- _Task set_
a. Echo the passage from the post on God and suffering between "Lea -- your" and "my opinion only.", inclusive.
b. In the post on God and suffering, which book does the writer believe first brought forth the idea that God must be either All-Powerful or All-Loving?
c. Go on with the post on God and suffering, starting after its final sentence.

- _Excerpted passage_
__________________________________________________
Lea -- your post to Star was, as usual, compassionate and caring.  I disagree with you on only one point, and I realize I am going out on a rather precipitous theological limb here, but this is something I feel I must share, albeit as my opinion only.

You state a view held by many, and that is that God does not give people more than they can handle.  That may be so, but very often life -- not God -- does.  God does not hand out pain and suffering, nor stand idly by while it is occuring.  Although this is not my idea (I believe it was first brought forth in the book "When Bad Things Happen To Good People", by Rabbi Harold Kushner), the concept exists that God must be *either* All-Powerful or All-Loving, but NOT both.

This is fairly simple to grasp, at least for me.  With things such as the Holocaust, mass starvation, plane crashes, and all the things we read about in our daily news, the idea of God as All-Powerful -- that is, *able* to stop such things from happening, but *unwilling* to do so -- is not conceivable to me.  I cannot imagine a God who, for whatever reasons, would stand by and allow such suffering to take place.  For those of you with children, could you imagine allowing your child to run in front of a speeding car if you could prevent it, even if you had a divine knowledge that, as a quadriplegic, your child's words and work would one day inspire millions?
__________________________________________________
- _Material provided_
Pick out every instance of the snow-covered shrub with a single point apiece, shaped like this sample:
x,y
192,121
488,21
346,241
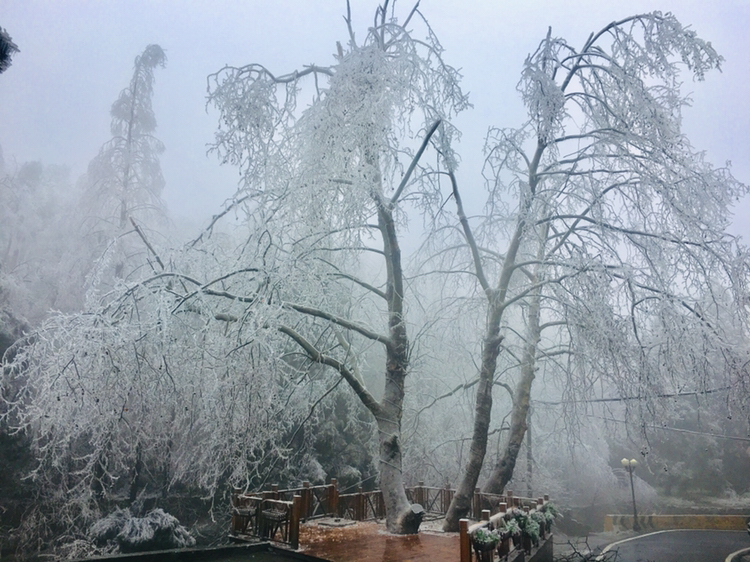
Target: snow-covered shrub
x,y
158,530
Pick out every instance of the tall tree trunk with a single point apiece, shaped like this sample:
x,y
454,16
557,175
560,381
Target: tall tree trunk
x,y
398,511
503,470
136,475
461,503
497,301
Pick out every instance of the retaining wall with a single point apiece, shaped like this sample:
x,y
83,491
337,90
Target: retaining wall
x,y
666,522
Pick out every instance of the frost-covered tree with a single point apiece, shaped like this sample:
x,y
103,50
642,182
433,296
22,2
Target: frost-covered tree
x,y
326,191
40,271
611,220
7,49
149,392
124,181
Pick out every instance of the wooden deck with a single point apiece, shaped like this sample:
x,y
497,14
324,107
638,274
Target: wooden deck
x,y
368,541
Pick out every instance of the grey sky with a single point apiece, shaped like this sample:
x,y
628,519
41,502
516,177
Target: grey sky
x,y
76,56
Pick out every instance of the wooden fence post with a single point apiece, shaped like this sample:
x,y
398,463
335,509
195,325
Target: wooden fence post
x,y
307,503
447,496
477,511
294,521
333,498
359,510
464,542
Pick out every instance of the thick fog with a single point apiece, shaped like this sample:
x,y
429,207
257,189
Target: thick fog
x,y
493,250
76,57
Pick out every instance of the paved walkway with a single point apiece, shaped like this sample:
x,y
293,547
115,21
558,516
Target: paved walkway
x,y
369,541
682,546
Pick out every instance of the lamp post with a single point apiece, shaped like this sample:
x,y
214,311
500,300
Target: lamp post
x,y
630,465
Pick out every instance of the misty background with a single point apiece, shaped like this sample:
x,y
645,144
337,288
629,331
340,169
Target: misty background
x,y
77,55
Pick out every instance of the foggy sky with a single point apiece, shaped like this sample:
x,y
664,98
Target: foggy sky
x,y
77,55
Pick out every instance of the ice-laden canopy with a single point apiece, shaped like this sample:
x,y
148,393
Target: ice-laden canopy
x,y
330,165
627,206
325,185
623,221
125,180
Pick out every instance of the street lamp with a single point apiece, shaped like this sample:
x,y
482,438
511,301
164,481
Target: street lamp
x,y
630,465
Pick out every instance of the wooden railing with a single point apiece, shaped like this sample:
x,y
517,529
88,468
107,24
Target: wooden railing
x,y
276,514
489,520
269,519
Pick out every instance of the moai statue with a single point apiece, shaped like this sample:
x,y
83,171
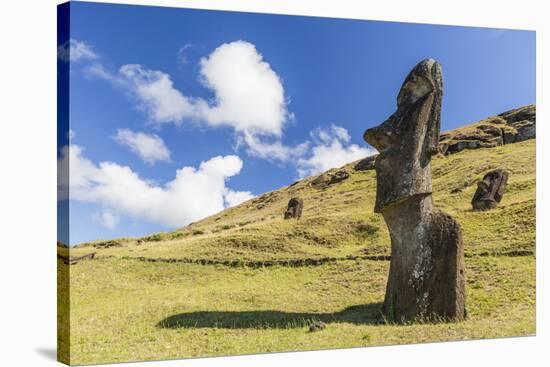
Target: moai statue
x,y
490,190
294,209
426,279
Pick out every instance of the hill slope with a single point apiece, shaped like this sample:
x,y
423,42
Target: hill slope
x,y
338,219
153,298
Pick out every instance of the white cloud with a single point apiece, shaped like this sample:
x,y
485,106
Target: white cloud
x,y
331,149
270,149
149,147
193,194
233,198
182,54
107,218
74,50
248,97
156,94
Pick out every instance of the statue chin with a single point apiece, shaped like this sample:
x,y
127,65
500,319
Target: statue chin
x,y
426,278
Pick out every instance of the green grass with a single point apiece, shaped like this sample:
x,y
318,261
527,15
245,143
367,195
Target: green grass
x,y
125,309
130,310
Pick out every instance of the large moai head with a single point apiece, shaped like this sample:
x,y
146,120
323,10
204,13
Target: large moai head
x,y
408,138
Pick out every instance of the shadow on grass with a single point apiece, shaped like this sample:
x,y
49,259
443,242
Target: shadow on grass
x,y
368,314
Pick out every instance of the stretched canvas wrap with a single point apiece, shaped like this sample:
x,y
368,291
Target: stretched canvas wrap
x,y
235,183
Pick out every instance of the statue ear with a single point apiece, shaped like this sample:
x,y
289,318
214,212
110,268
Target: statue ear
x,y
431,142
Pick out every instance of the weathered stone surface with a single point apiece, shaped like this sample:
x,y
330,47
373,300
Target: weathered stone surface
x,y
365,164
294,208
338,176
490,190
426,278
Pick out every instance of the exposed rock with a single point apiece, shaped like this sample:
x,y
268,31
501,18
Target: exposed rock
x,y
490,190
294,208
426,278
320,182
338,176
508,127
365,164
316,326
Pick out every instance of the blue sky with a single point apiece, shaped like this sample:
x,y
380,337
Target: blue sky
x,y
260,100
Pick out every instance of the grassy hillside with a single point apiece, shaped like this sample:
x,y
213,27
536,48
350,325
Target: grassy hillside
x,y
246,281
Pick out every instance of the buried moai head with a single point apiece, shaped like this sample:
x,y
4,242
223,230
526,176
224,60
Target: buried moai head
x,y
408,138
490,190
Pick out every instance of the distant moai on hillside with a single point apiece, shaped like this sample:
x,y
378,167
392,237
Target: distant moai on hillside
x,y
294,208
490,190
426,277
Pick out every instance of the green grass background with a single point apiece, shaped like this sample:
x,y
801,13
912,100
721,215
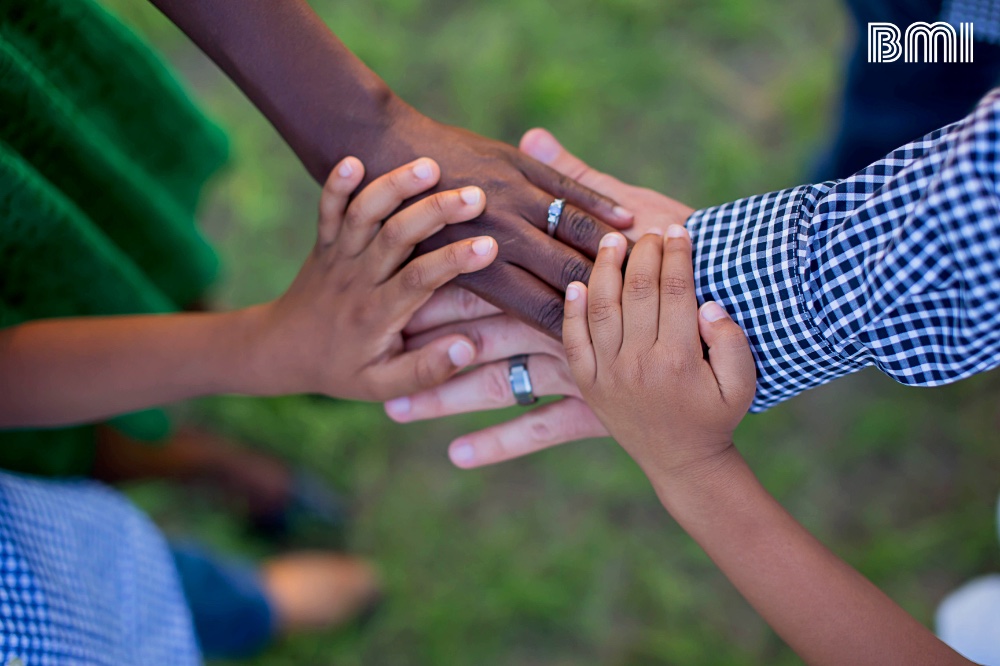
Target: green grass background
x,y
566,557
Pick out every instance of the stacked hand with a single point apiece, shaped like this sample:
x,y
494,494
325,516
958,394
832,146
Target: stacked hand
__________________________________________________
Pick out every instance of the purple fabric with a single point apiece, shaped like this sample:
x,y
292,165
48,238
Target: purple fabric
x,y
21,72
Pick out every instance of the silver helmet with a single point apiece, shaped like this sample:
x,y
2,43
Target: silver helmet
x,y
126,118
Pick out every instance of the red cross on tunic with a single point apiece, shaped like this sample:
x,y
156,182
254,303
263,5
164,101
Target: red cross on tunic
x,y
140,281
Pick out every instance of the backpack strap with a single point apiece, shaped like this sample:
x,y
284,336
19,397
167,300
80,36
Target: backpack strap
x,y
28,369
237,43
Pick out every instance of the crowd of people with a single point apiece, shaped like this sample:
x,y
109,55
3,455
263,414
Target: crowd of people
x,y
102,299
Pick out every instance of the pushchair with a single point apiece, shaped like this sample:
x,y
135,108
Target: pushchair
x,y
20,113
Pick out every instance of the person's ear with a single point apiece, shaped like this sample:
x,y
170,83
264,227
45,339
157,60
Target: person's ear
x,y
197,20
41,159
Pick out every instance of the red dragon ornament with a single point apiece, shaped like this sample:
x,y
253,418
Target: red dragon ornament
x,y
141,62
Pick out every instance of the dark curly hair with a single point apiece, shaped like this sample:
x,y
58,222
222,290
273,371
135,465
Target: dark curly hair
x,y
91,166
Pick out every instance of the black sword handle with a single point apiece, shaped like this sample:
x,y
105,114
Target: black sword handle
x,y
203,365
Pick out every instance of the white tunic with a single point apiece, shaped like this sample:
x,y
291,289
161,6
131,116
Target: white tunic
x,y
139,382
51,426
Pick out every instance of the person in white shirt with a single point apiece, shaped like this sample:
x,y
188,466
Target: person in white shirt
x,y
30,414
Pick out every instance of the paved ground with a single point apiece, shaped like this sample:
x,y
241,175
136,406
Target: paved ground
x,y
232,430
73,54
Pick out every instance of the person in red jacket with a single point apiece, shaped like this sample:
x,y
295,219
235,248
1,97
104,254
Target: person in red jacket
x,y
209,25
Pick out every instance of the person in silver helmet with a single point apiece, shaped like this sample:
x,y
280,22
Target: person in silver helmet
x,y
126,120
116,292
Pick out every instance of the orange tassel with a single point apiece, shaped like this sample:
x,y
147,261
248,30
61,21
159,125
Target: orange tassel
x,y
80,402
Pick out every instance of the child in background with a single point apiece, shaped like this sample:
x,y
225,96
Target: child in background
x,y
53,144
__________________________________________________
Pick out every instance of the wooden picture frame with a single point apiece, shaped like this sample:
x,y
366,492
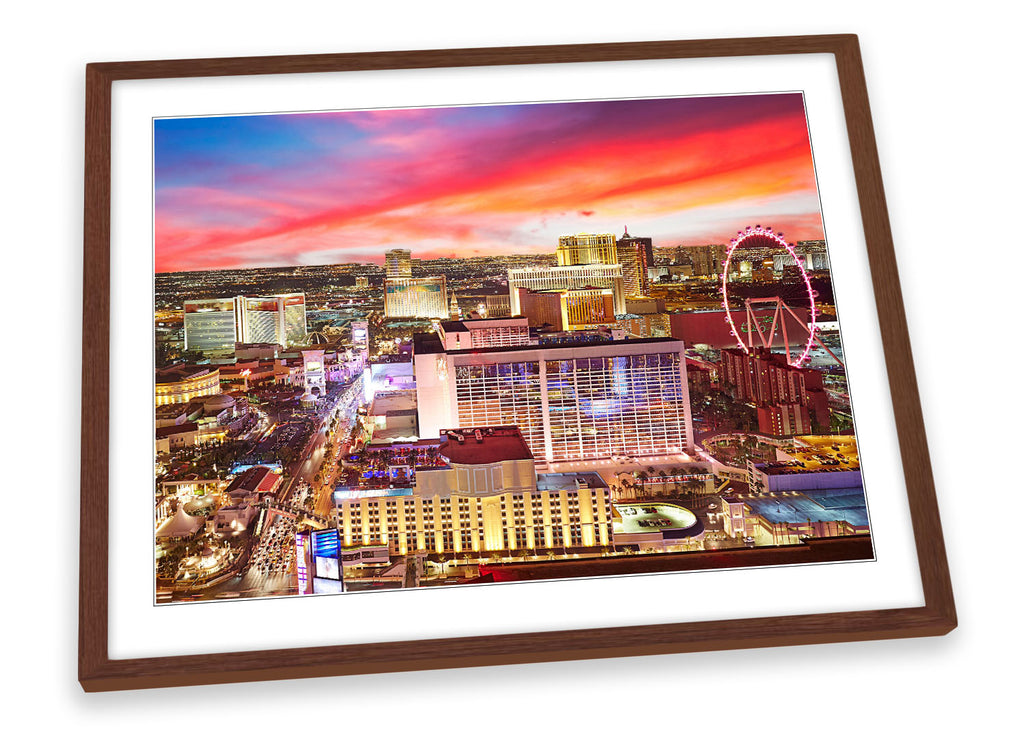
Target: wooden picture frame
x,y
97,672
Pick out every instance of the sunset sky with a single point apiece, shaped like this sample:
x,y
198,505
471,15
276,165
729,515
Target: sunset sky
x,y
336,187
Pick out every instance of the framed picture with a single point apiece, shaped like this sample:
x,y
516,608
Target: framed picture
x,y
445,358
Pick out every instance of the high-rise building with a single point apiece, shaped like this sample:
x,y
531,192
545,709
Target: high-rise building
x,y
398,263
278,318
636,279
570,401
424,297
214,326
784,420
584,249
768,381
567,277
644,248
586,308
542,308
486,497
__________________________________________________
- _Task-by-task answers_
a.
Lea -- your post to Star was, as usual, compassionate and caring.  I disagree with you on only one point, and I realize I am going out on a rather precipitous theological limb here, but this is something I feel I must share, albeit as my opinion only.

b. "When Bad Things Happen To Good People", by Rabbi Harold Kushner.

c.
The God of my understanding is one who is not All-Powerful, but is indeed All-Loving.  He does love us all,  and even though He cannot dictate us (thereby taking back His most precious and Godlike gift to us, our free will), he is the ultimate recycler.  In other words, any experience -- good, bad, awful -- can and does get completely used.  There is nothing in our lives that cannot be examined, learned from, and ultimately lead to our growth, no matter how painful or bitter it may be.  This is His greatest gift to us -- the design of a world, a solar system, a universe, or a human soul in which ultimately nothing is wasted and everything is one day restored.

Peace,
Pelle

PS -- thanks to all who took the time to read this.  Keep in mind that these thoughts are simply the way I perceive things and not "The Way It Is", necessarily.  I did not and do not intend to turn this into a "religious" forum, by any stretch, and hope none will see an intent to do so -- but these are questions that I find frequently occur to those in recovery, not only from drugs and alcohol but from lives filled with hurt.  Again, peace be with you all.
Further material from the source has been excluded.